§ Entries for locating named things:
------------
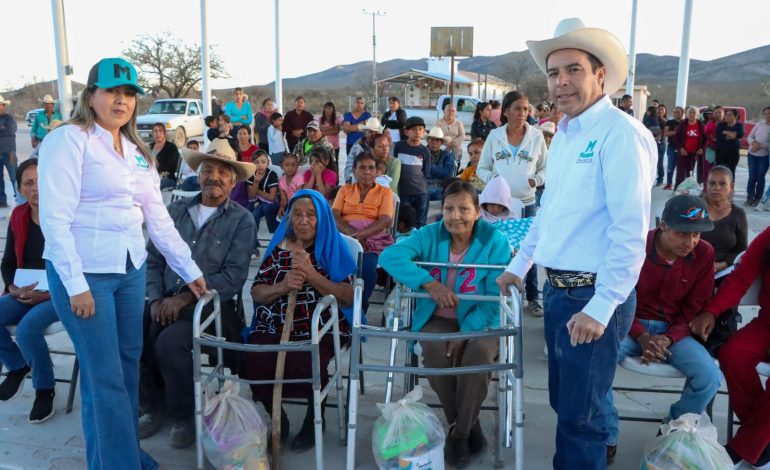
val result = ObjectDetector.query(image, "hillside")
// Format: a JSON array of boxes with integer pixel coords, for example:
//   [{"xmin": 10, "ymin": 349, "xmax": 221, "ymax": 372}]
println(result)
[{"xmin": 4, "ymin": 45, "xmax": 770, "ymax": 119}]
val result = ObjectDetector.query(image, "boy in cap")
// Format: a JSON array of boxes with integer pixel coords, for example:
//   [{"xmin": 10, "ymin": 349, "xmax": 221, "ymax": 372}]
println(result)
[
  {"xmin": 393, "ymin": 116, "xmax": 431, "ymax": 227},
  {"xmin": 606, "ymin": 195, "xmax": 722, "ymax": 461},
  {"xmin": 497, "ymin": 18, "xmax": 658, "ymax": 470}
]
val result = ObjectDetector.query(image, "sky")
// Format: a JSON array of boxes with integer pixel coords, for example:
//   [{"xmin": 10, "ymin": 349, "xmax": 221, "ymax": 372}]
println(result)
[{"xmin": 0, "ymin": 0, "xmax": 770, "ymax": 91}]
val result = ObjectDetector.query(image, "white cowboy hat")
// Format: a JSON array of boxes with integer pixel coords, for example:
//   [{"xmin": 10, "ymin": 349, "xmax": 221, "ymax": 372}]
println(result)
------------
§ What you are asked to do: Copy the listing above exactly, line for line, but leave out the pictures.

§ Response to this task:
val result = ObjectDetector.query(image, "hillside")
// Format: a JSON array of boxes with integer pixel coords, for example:
//   [{"xmin": 10, "ymin": 349, "xmax": 221, "ymax": 372}]
println(result)
[{"xmin": 4, "ymin": 45, "xmax": 770, "ymax": 119}]
val result = ObjectDetector.query(image, "boy in cap")
// Format: a JSON array of boxes with integer pixel coords, for example:
//   [{"xmin": 10, "ymin": 349, "xmax": 221, "ymax": 372}]
println(result)
[
  {"xmin": 393, "ymin": 116, "xmax": 431, "ymax": 227},
  {"xmin": 606, "ymin": 195, "xmax": 722, "ymax": 461},
  {"xmin": 497, "ymin": 18, "xmax": 658, "ymax": 470}
]
val result = ObjectDetector.query(image, "sky")
// Format: a JSON array of boxes with integer pixel coords, for example:
//   [{"xmin": 10, "ymin": 349, "xmax": 221, "ymax": 372}]
println(result)
[{"xmin": 0, "ymin": 0, "xmax": 770, "ymax": 91}]
val result = ObjectDetector.query(image, "white cowboy hat")
// Format: a JSON array of boxes with integer pixel coords, for example:
//   [{"xmin": 10, "ymin": 349, "xmax": 221, "ymax": 372}]
println(result)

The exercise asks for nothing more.